── Excerpted text

St Catharine's Convent or St Catharine’s Mercy Centre is a Catholic convent of the Sisters of Mercy and a centre for the homeless in Edinburgh, Scotland. It was built in 1860 and originally designed by David Cousin, with additions made in 1887 and 1892. It is located on the corner of Lauriston Gardens and Lauriston Place in the Lauriston area of Edinburgh. In 1992, it became a Mercy Centre with the mission of helping the local homeless. In 1989, it was designated a category B listed building.

==History==
===Foundation===
In 1831, the Sisters of Mercy were founded in Dublin, Ireland, by Catherine McAuley. In 1849, Sisters of Mercy from Limerick came to Glasgow to found a community in Garnethill (now part of St Aloysius' College). They were invited by the Bishop James Gillis, the Apostolic Vicar of the Eastern District of Scotland to found a convent in Edinburgh. In 1860, they moved into Lauriston.

===Construction===
The building was originally designed by David Cousin. It was built in 1860. In 1887, the convent was expanded and a church was added. It was called St Catharine's Church. The extensions and church were designed by the architect Archibald Macpherson (1851–1927). He was an ecclesiastical architect who mainly worked on Catholic churches and schools such as Sacred Heart, Edinburgh, St Aloysius Church, Glasgow, St Aloysius' College, Glasgow and St David's Church, Dalkeith. In 1892 he made further alterations to the church building.

────
── Information shown

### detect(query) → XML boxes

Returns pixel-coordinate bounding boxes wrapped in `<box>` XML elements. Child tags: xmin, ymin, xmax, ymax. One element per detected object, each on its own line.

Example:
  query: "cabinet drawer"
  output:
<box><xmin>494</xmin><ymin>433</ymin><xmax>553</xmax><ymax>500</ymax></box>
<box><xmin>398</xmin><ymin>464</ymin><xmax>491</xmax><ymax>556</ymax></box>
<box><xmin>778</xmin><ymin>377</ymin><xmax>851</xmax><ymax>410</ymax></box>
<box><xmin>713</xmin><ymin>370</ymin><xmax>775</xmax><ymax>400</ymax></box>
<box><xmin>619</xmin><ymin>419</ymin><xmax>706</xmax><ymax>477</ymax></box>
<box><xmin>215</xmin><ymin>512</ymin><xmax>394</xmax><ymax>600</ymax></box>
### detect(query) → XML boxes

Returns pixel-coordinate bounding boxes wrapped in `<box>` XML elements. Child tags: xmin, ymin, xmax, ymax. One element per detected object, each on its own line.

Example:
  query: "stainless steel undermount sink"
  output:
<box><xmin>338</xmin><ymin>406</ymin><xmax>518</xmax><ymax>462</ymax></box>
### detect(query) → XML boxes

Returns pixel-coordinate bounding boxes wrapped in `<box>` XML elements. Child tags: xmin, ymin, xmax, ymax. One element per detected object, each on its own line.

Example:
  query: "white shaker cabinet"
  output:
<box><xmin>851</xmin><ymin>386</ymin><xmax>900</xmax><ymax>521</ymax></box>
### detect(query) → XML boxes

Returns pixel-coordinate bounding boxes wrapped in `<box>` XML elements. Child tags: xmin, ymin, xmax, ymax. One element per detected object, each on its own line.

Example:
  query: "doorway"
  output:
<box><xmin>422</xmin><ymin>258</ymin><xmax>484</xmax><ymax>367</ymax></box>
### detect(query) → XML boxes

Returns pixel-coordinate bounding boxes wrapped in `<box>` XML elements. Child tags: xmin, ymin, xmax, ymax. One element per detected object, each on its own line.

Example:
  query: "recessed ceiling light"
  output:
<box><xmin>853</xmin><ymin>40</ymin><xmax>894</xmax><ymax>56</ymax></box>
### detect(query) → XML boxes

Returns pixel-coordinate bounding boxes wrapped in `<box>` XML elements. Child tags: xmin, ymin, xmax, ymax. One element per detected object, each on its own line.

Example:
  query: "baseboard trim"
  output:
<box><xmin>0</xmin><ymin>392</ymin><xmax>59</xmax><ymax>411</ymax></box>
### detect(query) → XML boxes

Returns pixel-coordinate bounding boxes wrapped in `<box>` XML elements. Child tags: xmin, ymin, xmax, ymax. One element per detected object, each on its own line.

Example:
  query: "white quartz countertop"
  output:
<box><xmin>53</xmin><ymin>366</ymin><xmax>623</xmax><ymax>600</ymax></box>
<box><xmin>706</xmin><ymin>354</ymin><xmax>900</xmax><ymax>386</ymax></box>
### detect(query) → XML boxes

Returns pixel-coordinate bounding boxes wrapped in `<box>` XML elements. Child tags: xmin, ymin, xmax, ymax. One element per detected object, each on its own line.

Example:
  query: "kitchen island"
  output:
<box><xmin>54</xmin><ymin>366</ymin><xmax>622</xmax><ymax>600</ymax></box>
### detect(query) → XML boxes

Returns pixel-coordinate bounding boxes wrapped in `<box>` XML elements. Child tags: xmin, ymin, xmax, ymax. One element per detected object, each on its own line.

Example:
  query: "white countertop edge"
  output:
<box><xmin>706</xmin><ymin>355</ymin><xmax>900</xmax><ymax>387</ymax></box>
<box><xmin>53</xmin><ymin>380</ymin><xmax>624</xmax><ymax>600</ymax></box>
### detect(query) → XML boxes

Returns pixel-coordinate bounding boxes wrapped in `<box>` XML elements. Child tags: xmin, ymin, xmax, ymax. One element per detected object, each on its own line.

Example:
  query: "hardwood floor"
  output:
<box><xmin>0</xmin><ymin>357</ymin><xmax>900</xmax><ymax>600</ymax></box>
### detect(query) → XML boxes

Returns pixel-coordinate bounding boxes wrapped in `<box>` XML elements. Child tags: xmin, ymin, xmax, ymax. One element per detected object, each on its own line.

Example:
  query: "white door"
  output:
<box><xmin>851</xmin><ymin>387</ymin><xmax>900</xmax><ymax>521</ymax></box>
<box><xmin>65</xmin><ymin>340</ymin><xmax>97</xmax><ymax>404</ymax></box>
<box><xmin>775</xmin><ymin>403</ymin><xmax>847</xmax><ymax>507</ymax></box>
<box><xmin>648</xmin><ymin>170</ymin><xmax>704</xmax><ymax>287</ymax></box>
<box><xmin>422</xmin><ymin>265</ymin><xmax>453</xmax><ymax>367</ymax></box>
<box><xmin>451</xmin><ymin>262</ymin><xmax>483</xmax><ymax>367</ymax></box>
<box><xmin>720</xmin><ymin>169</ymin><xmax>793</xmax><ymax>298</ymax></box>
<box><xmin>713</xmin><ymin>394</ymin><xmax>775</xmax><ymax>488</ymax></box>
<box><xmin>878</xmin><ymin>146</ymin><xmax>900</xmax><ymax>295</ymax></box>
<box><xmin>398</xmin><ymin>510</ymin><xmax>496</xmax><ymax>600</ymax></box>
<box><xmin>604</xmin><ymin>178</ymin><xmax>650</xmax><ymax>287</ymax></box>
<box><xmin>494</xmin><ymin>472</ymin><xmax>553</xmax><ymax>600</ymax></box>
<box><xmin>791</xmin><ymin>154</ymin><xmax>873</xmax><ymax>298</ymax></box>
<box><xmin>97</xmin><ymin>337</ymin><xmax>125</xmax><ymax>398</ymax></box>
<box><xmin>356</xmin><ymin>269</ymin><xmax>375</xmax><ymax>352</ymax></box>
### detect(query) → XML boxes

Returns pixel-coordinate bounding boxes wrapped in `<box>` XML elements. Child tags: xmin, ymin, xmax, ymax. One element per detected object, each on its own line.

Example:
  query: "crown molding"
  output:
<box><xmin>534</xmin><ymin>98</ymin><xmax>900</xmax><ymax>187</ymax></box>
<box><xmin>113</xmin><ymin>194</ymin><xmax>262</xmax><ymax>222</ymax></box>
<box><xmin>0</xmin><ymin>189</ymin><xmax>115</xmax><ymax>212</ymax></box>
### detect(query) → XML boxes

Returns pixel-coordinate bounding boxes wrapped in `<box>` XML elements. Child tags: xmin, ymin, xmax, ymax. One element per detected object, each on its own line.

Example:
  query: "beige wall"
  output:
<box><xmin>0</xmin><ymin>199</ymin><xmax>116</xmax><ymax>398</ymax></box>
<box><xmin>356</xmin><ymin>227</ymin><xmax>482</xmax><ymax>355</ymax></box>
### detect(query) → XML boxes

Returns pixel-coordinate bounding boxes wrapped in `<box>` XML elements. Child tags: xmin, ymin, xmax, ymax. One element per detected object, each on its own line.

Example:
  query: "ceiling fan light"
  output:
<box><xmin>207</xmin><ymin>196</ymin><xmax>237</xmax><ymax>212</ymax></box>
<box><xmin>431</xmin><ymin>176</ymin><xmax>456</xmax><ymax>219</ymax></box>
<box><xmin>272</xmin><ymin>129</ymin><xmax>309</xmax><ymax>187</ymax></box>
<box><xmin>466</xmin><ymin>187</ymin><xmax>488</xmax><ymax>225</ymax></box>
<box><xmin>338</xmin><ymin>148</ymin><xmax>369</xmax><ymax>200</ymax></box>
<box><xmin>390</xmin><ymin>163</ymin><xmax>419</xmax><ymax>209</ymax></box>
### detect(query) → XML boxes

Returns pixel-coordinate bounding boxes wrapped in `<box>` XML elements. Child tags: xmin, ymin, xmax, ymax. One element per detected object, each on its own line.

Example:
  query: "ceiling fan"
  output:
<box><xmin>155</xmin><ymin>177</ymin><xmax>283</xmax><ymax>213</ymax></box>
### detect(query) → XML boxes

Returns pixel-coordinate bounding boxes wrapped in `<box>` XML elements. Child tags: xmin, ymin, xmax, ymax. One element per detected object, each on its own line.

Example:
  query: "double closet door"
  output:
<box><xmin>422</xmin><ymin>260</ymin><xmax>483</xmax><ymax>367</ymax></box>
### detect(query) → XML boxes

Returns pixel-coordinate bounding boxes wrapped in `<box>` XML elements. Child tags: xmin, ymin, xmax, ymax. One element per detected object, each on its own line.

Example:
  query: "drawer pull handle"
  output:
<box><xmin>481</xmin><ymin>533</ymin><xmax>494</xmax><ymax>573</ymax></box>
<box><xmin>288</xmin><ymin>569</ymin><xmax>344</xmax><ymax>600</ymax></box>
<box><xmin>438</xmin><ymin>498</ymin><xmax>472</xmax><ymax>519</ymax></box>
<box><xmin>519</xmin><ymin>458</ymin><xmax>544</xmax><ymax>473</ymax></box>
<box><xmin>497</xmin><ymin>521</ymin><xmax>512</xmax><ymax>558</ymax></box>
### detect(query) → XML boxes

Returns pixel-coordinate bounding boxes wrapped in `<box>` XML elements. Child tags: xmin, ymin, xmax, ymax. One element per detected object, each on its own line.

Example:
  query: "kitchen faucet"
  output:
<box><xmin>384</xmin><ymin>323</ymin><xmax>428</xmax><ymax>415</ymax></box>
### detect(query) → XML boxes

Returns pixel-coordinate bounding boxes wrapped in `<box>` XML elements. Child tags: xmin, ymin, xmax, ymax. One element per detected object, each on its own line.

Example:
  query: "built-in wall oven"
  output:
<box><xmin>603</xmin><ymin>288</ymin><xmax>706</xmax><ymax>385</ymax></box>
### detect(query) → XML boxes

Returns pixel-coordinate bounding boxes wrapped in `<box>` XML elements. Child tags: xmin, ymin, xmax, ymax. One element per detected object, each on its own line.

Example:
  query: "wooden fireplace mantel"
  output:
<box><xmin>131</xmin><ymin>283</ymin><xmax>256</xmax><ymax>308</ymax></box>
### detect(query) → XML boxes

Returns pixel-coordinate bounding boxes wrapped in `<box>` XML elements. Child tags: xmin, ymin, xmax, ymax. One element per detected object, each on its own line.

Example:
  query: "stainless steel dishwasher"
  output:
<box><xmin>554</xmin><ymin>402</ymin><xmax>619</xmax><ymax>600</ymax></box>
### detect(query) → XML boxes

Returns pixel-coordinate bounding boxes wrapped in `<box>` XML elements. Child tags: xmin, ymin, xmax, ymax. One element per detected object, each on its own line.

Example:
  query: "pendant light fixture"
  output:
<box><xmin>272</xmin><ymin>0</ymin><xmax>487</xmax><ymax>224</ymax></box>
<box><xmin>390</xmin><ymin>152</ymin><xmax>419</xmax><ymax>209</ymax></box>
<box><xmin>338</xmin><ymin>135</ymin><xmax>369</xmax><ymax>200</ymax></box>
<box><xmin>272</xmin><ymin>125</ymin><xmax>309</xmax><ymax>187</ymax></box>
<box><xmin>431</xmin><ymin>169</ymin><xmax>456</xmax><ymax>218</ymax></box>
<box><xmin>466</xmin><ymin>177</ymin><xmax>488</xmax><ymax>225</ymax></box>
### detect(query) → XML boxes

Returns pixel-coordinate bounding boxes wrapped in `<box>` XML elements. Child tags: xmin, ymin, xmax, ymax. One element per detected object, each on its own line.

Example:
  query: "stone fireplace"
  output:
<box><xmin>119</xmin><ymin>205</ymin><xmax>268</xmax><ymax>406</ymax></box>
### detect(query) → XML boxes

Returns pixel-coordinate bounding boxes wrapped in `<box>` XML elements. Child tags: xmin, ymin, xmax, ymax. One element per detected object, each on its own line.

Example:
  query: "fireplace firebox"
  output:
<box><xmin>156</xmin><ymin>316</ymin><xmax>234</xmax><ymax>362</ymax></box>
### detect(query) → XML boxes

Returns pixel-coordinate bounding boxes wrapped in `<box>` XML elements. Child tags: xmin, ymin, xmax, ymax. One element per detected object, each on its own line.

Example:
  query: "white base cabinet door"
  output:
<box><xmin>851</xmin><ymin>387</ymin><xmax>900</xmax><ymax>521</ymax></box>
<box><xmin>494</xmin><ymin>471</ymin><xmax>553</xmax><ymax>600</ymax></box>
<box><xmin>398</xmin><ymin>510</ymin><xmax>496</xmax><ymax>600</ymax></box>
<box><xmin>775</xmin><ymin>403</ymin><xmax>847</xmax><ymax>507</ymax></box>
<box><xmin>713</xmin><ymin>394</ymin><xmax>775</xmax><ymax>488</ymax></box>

────

◆ **Tasks to complete**:
1) According to the text on St Catharine's Convent, which architect designed the extensions and church added in 1887?
2) Carry on the text about St Catharine's Convent, starting after its final sentence.

◆ **Response list**:
1) Archibald Macpherson designed them.

2)
===Works===
In 1865, sisters from the convent founded a training college for Catholic teachers that would later become St Thomas of Aquin's High School. In 1886, it became an all-girl school, called St Thomas of Aquin's College. In 1975, boys were admitted to the college. In 2002, the college moved to a new building and became St Thomas of Aquin's High School.

In 1891, the Sisters of Mercy in Scotland expanded and bought the ruined remains of a pre-Reformation Franciscan monastery in Elgin, Moray, they restored them and it became Greyfriars Sisters of Mercy Convent in Elgin.

In 1992, the general chapter of the Sisters of Mercy designated St Catharine's Convent a Mercy Centre. It has the mission of supporting the local homeless and disadvantaged population of the city. As of 2022, it welcomes up to 200 people a day. On 11 July 2022, its director Sister Aelred Timmins was given an honorary doctorate by the University of Edinburgh in recognition of the centre's work.